RE: cvs commit: jakarta-jetspeed/src/java/org/apache/jetspeed/services/lucene TestLuceneSearch.java LuceneSearchService.java

Posted by Mark Orciuch <ma...@ngsltd.com>.
Paul,
>
> 1) httpclient v1.0 was already in the lib directory
>

I will probably look really stupid when you tell me where it is - I can't
see it there. Is it under a different name?

> 2) Yes, lucene v1.3 Release Candidate 1, but I am not aware of  a reason
> not to use it.  I have requested the jar be added to the Maven repository
>

Cool.

Best regards,

Mark Orciuch - morciuch@apache.org
Jakarta Jetspeed - Enterprise Portal in Java
http://jakarta.apache.org/jetspeed/



---------------------------------------------------------------------
To unsubscribe, e-mail: jetspeed-dev-unsubscribe@jakarta.apache.org
For additional commands, e-mail: jetspeed-dev-help@jakarta.apache.org


Re: cvs commit: jakarta-jetspeed/src/java/org/apache/jetspeed/services/lucene TestLuceneSearch.java LuceneSearchService.java

Posted by Paul Spencer <pa...@mindspring.com>.
Mark,

1) httpclient v1.0 was already in the lib directory

2) Yes, lucene v1.3 Release Candidate 1, but I am not aware of  a reason 
not to use it.  I have requested the jar be added to the Maven repository

Paul Spencer

Mark Orciuch wrote:

>Paul,
>
>Looks like there's another runtime dependency: commons-httpclient. Also, I'm
>curious why did you use lucene-1.3-rc1 and not the current stable release
>1.2. Version 1.3-rc1 is not in the maven repository.

OBJECTIVE A: Copy the part of the records that opens with their first line and closes with the line containing "326 205 L 325", keeping every line identical.

PROVIDED RECORDS:

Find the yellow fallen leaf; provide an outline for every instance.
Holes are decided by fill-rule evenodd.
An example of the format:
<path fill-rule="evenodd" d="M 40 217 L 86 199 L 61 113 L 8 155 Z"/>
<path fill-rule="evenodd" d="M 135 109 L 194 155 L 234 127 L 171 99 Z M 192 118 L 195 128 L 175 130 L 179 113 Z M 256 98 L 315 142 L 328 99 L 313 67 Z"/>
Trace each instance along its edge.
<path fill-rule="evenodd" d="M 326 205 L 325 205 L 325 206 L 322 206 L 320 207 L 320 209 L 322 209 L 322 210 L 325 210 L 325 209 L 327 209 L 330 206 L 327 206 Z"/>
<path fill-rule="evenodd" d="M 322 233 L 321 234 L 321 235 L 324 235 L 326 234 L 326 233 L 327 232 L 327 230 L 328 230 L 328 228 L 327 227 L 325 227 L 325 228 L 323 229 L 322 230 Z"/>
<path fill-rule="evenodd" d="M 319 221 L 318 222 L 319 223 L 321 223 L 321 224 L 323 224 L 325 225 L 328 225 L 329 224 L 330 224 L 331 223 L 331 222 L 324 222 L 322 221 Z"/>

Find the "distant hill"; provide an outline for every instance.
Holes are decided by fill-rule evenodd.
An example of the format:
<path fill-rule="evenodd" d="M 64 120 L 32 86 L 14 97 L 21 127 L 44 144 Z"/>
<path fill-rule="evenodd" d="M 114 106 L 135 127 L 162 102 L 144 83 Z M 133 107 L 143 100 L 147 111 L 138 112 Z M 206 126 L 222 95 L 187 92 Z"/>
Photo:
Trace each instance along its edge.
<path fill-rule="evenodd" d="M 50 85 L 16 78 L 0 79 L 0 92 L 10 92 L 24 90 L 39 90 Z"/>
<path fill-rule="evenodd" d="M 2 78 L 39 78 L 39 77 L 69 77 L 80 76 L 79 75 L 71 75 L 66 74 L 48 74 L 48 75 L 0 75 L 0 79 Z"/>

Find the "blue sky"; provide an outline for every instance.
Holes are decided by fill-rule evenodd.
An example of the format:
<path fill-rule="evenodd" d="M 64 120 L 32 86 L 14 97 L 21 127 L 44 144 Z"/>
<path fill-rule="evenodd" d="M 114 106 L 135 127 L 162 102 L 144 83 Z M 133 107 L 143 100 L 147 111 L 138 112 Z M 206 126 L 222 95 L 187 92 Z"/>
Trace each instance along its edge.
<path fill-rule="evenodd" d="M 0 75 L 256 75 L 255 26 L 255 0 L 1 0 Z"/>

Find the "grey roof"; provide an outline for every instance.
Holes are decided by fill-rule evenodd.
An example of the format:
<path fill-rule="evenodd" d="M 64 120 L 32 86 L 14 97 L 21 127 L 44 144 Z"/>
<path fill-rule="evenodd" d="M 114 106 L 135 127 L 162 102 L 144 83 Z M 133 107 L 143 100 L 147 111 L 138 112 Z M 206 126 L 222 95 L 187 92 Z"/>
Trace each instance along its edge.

OBJECTIVE B: List every email address that appears in full, with no part replaced by dots, in the mailing-list thread.

EXERCISE RESPONSE A:
Find the yellow fallen leaf; provide an outline for every instance.
Holes are decided by fill-rule evenodd.
An example of the format:
<path fill-rule="evenodd" d="M 40 217 L 86 199 L 61 113 L 8 155 Z"/>
<path fill-rule="evenodd" d="M 135 109 L 194 155 L 234 127 L 171 99 Z M 192 118 L 195 128 L 175 130 L 179 113 Z M 256 98 L 315 142 L 328 99 L 313 67 Z"/>
Trace each instance along its edge.
<path fill-rule="evenodd" d="M 326 205 L 325 205 L 325 206 L 322 206 L 320 207 L 320 209 L 322 209 L 322 210 L 325 210 L 325 209 L 327 209 L 330 206 L 327 206 Z"/>

EXERCISE RESPONSE B:
morciuch@apache.org
jetspeed-dev-unsubscribe@jakarta.apache.org
jetspeed-dev-help@jakarta.apache.org